> WHAT THE EXERCISE ASKS: The answer must be every line of the records below that contains the word "trim".
::: INFORMATION GIVEN
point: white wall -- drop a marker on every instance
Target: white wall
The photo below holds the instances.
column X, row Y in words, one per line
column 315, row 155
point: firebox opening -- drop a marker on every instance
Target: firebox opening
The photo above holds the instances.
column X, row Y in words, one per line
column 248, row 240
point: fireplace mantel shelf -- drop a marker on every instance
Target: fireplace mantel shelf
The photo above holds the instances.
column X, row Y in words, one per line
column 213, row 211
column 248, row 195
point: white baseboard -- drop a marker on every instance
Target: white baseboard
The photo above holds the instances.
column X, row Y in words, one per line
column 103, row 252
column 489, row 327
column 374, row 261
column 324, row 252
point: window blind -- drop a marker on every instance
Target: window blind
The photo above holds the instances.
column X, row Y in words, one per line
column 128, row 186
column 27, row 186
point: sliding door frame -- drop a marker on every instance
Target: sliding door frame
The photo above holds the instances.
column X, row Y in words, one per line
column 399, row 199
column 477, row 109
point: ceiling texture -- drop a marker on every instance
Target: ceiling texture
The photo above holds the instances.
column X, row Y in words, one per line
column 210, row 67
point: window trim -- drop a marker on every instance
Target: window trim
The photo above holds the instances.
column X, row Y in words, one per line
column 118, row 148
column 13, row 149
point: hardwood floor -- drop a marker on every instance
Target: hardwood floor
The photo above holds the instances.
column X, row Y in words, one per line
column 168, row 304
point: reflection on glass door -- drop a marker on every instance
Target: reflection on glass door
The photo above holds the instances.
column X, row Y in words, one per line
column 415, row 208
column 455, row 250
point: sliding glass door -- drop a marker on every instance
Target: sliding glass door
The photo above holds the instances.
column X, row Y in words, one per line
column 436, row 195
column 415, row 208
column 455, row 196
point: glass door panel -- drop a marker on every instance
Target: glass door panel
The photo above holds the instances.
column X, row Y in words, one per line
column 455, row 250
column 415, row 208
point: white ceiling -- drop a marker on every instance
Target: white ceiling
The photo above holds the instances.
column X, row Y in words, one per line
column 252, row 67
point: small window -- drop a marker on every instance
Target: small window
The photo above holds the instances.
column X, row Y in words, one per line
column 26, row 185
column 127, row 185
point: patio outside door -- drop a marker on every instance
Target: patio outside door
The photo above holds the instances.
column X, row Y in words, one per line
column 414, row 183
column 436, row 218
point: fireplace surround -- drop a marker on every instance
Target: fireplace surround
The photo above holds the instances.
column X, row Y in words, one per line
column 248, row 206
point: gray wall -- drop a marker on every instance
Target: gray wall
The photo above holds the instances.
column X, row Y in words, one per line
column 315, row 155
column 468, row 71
::::::
> SOLUTION BELOW:
point: window trim -- drop a marker on every instance
Target: window trim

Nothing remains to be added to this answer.